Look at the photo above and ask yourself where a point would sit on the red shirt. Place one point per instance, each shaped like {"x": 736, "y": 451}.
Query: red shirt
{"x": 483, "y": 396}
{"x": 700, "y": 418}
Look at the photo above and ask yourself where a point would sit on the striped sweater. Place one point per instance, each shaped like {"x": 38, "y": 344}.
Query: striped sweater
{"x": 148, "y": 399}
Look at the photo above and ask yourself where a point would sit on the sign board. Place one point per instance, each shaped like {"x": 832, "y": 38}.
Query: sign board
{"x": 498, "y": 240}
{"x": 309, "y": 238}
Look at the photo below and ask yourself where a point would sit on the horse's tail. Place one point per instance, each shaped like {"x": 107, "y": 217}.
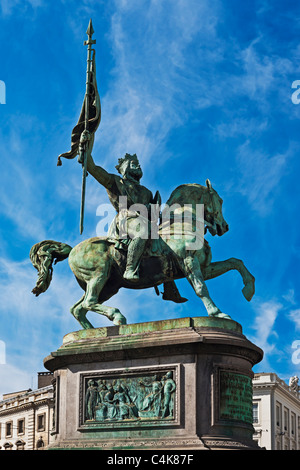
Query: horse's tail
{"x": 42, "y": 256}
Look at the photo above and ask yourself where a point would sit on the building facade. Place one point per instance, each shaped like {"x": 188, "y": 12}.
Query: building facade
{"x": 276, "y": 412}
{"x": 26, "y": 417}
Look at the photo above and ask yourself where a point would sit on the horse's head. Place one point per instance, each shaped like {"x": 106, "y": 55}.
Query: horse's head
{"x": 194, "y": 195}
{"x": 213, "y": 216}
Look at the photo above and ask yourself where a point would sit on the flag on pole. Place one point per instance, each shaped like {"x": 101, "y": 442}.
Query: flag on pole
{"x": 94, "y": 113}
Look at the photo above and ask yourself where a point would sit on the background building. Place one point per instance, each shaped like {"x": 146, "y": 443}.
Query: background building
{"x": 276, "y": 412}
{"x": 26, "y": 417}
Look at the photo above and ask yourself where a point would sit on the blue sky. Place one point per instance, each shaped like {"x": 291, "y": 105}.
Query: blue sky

EXERCISE DIRECTIONS> Starting with the line that contains "on the background" and going on through the end of the data, copy out every line, scaling only the answer coordinates by 2 and rounding to whole numbers with halves rounded up. Keep all other lines unchanged, including the sample coordinates inside the instructions.

EXERCISE RESULT>
Look at the photo above and ask yourself where a point would sit on the background building. Place one point per instance, each shaped like {"x": 146, "y": 443}.
Query: background building
{"x": 552, "y": 824}
{"x": 52, "y": 834}
Look at the photo above and ask yourself where a point would sit on the blue sky. Place one point per instance, each shaped like {"x": 291, "y": 105}.
Query: blue sky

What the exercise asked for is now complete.